• **EXERCISE TASK**
Recast the records below as a JSON list of strings, starting at the line that contains "A warehouse robotic arm needs to pick up the door" and continuing through the end of the records, with both ends included. Give one string per line and leave out any blank lines.

• **INFORMATION SHOWN**
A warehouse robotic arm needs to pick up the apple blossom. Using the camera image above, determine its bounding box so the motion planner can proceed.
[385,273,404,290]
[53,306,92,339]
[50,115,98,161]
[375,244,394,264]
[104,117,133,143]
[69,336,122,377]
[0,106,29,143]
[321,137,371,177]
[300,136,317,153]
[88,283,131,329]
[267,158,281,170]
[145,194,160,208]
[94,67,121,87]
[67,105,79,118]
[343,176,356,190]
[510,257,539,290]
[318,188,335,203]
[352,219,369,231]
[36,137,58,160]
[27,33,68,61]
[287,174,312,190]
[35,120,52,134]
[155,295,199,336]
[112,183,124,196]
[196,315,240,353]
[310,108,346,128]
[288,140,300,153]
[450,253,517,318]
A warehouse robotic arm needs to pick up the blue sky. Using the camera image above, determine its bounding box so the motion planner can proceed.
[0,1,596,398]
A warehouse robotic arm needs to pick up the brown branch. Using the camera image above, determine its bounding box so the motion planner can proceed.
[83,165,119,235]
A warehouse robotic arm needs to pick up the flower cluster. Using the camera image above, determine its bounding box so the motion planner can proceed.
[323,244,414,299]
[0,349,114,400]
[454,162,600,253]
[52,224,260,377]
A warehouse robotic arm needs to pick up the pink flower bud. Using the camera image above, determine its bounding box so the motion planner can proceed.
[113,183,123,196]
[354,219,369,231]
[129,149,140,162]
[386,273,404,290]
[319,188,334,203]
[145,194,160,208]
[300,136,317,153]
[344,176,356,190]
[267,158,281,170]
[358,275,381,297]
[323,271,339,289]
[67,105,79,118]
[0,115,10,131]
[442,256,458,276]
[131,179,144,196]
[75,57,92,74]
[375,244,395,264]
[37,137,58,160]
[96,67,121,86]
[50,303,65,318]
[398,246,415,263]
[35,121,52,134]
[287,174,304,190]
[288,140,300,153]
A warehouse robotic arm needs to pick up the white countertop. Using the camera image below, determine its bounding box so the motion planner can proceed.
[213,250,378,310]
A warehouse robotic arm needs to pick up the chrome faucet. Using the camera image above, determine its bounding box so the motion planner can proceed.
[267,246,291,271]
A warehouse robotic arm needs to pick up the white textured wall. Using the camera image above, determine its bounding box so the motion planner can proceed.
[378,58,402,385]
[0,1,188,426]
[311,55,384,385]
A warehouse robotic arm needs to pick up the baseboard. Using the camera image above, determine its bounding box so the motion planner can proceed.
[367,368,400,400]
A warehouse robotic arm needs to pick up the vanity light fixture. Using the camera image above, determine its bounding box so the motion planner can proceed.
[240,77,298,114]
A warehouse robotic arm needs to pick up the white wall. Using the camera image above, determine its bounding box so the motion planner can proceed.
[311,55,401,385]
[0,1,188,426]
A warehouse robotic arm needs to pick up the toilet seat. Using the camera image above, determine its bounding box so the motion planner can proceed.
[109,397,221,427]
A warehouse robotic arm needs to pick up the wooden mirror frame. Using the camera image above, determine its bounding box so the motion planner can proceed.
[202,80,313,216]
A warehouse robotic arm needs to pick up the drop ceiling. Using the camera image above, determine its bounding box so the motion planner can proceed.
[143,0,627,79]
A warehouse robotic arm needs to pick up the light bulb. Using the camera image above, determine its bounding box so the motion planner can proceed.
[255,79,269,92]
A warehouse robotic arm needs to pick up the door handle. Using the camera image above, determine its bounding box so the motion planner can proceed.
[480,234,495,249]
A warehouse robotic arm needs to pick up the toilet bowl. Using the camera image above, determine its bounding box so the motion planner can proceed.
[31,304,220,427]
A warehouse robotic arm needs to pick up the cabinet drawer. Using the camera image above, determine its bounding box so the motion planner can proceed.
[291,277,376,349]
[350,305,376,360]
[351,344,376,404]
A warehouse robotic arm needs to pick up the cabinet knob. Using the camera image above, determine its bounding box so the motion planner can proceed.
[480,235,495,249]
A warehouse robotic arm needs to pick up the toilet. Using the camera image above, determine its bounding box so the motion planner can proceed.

• **CORRECT RESULT**
[
  "A warehouse robotic arm needs to pick up the door handle. Using the camera image above, determine its bounding box so the motion planner can proceed.",
  "[480,234,495,249]",
  "A warehouse robotic arm needs to pick up the toilet bowl. Using the camera image above, determine its bounding box so the motion planner can proceed.",
  "[31,304,220,427]",
  "A warehouse robotic arm needs to pick up the cabinet drawer. Using the camera image above, determine its bounding box so the motion planner can proceed.",
  "[291,277,376,349]",
  "[350,305,376,360]",
  "[351,344,376,404]",
  "A warehouse robotic arm needs to pick up the cabinet knob. Using the camera image above, determine its bounding box so the motion planner can proceed.",
  "[480,235,495,249]",
  "A warehouse robotic arm needs to pick up the toilet. Using the camera image above, determine its bounding box so the motion planner can proceed."
]